___ BLOC DE TEXTE
Mohan Bikram Singh reprit la tête du PCN(Masāl) et Mohan Baidya celle du PCN(Maṡāl). Si Pushpa Kamal Dahal opta immédiatement pour la ligne dissidente plus radicale de Baidya, Baburam Bhattarai resta fidèle à son mentor. Quelques années plus tard, Pushpa Kamal Dahal, avait pris l’ascendant sur Mohan Baidya pour devenir Secrétaire Général du PCN(Maṡāl) en 1989.

Du PCN(Masāl) au PCN(Maṡāl)

Un simple point au-dessus d’une lettre est la seule différence entre les noms des deux partis, comme pour témoigner de divergences idéologiques somme toute assez mineures entre ces mouvements. Ces derniers unirent leurs forces en 1990 pour orchestrer un immense soulèvement populaire connu sous le nom de jana āndolan. Pour mettre fin à cette insurrection, le roi promulgua une nouvelle constitution et convoqua des élections législatives. La coalition entre les deux factions maoïstes rivales ne survécût pas à cette embryon de démocratie.

S’opposant à cette nouvelle Constitution, Pushpa Kamal Dahal allait orchestrer une fusion de son parti avec celui de Nirmal Lama pour créer le Parti Communiste du Népal (Centre-Uni). L’obstination de Mohan Bikram Singh à boycotter le suffrage de 1991 créa de nouvelles dissensions au sein de ses partisans.

La révolution en marche

Baburam Bhattarai en désaccord avec son mentor finit par rejoindre les rangs du jeune PCN(CU) de Pushpa Kamal Dahal qui incarnait la radicalité de la nouvelle génération maoïste. Désigné par Pushpa Kamal Dahal, Baburam Bhattarai sortit de la clandestinité pour conduire la liste maoïste aux élections législatives, la vitrine officielle du PCN(CU). Le scrutin fût remporté par le Nepali Congress mais le courant de pensée maoïste s’imposait comme troisième force politique du pays.

En 1994, le centre uni vola à son tour en éclat. Pushpa Kamal Dahal et Baburam Bhattarai prônait un recours imminent à la lutte armée alors que Nirmal Lama considérait que toutes les conditions n’étaient pas encore réunies.

La faction de Pushpa Kamal Dahal, dit Prachanda (« le féroce ») et de Baburam Bhattarai alias Laaldhwoj (« le porteur du drapeau rouge ») déroulait ses plans en lançant une campagne de mobilisation dans le Rukum et le Rolpa. Elle fût baptisée SIJA en hommage aux sommets emblématiques respectifs des deux districts, le Sisne du Rukum et le Jaljala du Rolpa.

Le parti de ce duo de leaders charismatiques prit en 1995 le nom de PCN(Maoïste). La révolution du peuple était en marche.

Des rebelles au pouvoir

Ces figures politiques emblématiques du maoïsme népalais sont toujours présentes dans la vie politique.

A l’issue de la guerre civile et de la chute de la monarchie, Prachanda devint en 2008 Premier Ministre de la jeune République démocratique fédéral du Népal, élu par l’Assemblée Constituante, avant de démissionner l’année suivante. Il occupera à nouveau le poste entre 2016 et 2017.

Mohan Bikram Singh refusa d’entrer au gouvernement de Prachanda. Âgé de 86 ans, il est toujours le leader du PCN(Masāl), un parti semi-clandestin, et de sa vitrine électorale le Rastriya Janamorcha.
______
◆ **CONSIGNES DE TRAVAIL**
A: Pour chacune des affirmations suivantes, indiquez si elle concorde avec le texte sur le maoïsme népalais, en répondant par oui ou par non et en citant mot pour mot le passage qui tranche : (i) Pushpa Kamal Dahal devint Secrétaire Général du PCN(Maṡāl) en 1989 ; (ii) Nirmal Lama était favorable à un recours imminent à la lutte armée ; (iii) le parti de Pushpa Kamal Dahal et de Baburam Bhattarai prit le nom de PCN(Maoïste) en 1995.
B: Résumez en deux phrases le texte sur le maoïsme népalais.
C: Répondez brièvement aux questions suivantes d'après le texte sur le maoïsme népalais :
(i) Quelle est la seule différence entre les noms PCN(Masāl) et PCN(Maṡāl) ?
(ii) Quel parti remporta le scrutin pour lequel Baburam Bhattarai conduisit la liste maoïste ?
(iii) Quel âge a Mohan Bikram Singh ?
___ ENTRÉES AFFICHÉES
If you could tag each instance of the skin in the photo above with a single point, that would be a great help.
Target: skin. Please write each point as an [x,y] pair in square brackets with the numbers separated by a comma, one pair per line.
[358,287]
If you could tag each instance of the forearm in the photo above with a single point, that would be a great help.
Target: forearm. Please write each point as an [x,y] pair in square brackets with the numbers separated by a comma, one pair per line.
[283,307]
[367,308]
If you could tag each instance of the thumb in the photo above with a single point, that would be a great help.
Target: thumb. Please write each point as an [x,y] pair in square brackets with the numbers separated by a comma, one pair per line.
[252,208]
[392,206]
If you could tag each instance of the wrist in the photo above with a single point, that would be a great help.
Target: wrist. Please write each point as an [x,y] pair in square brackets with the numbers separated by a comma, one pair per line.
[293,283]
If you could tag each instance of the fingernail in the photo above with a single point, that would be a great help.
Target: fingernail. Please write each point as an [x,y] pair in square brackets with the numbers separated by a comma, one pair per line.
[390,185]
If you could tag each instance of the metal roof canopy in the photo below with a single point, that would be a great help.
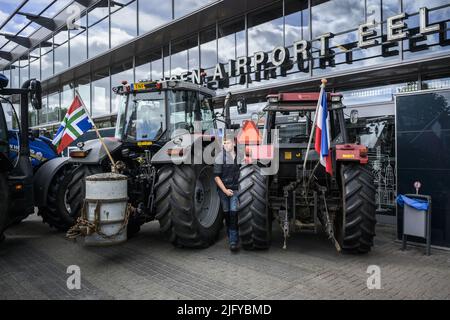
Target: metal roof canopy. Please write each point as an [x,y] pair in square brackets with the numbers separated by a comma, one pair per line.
[144,44]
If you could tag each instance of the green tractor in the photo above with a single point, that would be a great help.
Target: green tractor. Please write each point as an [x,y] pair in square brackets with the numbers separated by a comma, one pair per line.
[299,194]
[165,142]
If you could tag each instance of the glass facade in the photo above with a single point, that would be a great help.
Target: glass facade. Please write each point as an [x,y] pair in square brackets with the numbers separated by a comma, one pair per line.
[260,31]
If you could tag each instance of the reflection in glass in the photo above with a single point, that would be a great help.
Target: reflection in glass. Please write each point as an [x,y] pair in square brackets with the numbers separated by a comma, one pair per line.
[120,72]
[78,43]
[123,23]
[98,38]
[208,48]
[153,14]
[67,95]
[101,93]
[53,107]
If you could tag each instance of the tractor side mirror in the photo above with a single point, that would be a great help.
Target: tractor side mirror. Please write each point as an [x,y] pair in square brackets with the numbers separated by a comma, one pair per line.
[354,117]
[242,106]
[36,94]
[3,81]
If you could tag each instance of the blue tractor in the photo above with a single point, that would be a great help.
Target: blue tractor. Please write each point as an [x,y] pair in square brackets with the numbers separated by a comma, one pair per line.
[16,175]
[31,172]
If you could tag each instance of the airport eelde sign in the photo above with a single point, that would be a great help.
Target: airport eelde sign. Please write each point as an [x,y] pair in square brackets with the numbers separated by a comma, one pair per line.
[278,62]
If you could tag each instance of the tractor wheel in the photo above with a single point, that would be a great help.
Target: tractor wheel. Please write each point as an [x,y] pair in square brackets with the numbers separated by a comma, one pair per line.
[66,196]
[188,206]
[255,223]
[356,229]
[4,201]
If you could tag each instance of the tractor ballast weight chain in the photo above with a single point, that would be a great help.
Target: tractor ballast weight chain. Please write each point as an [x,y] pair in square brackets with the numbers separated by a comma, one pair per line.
[157,123]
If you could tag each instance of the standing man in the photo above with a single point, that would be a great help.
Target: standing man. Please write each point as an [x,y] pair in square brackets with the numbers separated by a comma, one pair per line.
[226,171]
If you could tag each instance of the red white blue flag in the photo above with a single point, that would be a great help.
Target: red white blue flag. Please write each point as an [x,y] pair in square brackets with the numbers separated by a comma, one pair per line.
[75,123]
[322,140]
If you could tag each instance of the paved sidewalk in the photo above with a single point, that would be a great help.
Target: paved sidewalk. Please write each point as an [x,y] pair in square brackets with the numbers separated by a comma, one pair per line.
[34,259]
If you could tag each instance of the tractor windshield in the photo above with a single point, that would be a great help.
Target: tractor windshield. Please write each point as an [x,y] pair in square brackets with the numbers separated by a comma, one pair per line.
[188,109]
[292,128]
[3,132]
[141,116]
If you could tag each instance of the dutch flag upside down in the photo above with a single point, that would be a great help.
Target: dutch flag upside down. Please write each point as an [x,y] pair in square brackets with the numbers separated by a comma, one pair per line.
[322,139]
[75,123]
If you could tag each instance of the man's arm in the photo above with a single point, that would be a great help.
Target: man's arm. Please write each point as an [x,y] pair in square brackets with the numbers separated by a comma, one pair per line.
[222,187]
[217,173]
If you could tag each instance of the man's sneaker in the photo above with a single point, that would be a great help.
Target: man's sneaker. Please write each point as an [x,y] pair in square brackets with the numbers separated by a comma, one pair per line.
[234,247]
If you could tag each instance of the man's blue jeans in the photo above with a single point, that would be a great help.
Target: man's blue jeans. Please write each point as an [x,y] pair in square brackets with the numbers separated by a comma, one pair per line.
[230,207]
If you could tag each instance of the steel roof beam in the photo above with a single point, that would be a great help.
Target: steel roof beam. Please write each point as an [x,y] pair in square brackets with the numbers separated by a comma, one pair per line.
[25,42]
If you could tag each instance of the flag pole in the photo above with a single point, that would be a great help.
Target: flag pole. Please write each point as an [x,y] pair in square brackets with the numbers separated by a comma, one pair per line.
[322,91]
[113,163]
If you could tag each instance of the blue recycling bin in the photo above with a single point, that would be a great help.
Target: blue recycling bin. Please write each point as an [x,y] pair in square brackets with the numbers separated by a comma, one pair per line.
[416,218]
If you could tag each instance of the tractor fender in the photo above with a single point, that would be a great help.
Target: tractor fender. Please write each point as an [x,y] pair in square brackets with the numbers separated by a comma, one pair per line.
[43,178]
[186,143]
[96,152]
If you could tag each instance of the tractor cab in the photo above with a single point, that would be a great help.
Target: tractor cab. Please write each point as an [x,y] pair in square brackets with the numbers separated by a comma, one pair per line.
[152,112]
[293,114]
[4,145]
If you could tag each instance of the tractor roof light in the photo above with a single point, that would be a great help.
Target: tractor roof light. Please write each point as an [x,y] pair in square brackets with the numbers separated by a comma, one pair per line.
[336,98]
[273,99]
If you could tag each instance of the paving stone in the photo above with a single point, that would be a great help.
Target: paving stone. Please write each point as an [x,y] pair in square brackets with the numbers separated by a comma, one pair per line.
[34,260]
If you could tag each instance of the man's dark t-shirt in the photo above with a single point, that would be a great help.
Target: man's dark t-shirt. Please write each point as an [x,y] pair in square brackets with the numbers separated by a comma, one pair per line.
[227,169]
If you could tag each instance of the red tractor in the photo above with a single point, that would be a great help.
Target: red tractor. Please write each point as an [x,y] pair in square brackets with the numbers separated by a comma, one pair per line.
[276,183]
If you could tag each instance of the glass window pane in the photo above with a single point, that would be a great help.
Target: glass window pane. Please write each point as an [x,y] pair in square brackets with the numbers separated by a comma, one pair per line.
[101,93]
[336,16]
[166,55]
[231,40]
[157,70]
[265,29]
[296,21]
[430,43]
[14,81]
[123,23]
[208,48]
[120,72]
[24,70]
[78,43]
[265,32]
[35,64]
[67,95]
[181,58]
[47,65]
[98,38]
[61,57]
[153,13]
[42,114]
[83,86]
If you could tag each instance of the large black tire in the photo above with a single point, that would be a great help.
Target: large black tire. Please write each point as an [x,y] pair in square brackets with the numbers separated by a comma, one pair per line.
[66,196]
[356,228]
[4,201]
[187,205]
[255,222]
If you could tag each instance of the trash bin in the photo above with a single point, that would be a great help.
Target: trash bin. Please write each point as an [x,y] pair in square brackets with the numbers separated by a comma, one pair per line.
[416,218]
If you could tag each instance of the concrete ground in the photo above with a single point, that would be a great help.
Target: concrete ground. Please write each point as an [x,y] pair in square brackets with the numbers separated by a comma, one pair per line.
[34,261]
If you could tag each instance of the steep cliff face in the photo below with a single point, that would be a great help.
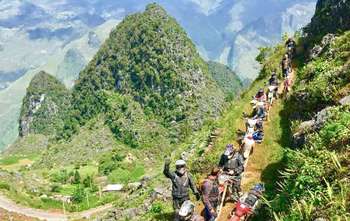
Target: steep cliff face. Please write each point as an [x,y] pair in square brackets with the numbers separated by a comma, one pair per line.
[318,112]
[331,16]
[150,58]
[45,101]
[228,81]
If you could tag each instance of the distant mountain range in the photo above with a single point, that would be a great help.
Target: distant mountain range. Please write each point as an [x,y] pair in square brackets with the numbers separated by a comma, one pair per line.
[38,34]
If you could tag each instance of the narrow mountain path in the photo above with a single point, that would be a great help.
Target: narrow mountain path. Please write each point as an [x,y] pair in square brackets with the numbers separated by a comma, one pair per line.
[265,155]
[266,158]
[11,206]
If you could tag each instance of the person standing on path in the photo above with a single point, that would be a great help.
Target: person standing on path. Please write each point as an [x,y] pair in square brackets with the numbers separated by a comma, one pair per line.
[211,195]
[182,181]
[232,164]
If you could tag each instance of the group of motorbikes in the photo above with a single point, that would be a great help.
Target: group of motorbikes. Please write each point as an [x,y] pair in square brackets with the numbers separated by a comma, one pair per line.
[243,210]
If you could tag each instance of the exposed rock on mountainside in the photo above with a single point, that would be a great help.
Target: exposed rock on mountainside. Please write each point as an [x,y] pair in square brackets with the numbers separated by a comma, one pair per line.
[331,16]
[228,80]
[72,64]
[149,58]
[43,105]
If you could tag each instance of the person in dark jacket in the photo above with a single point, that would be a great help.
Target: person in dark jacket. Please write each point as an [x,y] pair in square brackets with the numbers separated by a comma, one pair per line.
[211,195]
[182,181]
[187,212]
[232,163]
[286,65]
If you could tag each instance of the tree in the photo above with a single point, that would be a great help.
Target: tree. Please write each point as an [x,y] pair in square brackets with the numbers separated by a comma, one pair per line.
[76,177]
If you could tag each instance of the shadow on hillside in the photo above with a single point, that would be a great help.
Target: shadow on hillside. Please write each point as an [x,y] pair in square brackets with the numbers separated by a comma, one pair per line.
[270,175]
[165,216]
[285,124]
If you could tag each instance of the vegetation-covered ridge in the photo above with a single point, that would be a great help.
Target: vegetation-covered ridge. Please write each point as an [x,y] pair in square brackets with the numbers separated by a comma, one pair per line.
[316,179]
[315,182]
[43,106]
[331,16]
[146,94]
[149,58]
[228,81]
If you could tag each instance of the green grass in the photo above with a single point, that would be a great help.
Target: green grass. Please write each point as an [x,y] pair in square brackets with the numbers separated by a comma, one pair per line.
______
◆ **RÉSULTATS PAR TÂCHE**
A:
(i) Oui : « Pushpa Kamal Dahal, avait pris l’ascendant sur Mohan Baidya pour devenir Secrétaire Général du PCN(Maṡāl) en 1989 ».
(ii) Non : « Nirmal Lama considérait que toutes les conditions n’étaient pas encore réunies ».
(iii) Oui : « Le parti de ce duo de leaders charismatiques prit en 1995 le nom de PCN(Maoïste) ».

B: Après plusieurs fusions et scissions entre partis maoïstes népalais, Pushpa Kamal Dahal et Baburam Bhattarai, partisans de la lutte armée, donnèrent en 1995 à leur parti le nom de PCN(Maoïste). Pushpa Kamal Dahal, dit Prachanda, devint Premier Ministre en 2008, puis de nouveau entre 2016 et 2017, tandis que Mohan Bikram Singh dirige toujours le PCN(Masāl).

C:
(i) Un simple point au-dessus d’une lettre.
(ii) Le Nepali Congress.
(iii) 86 ans.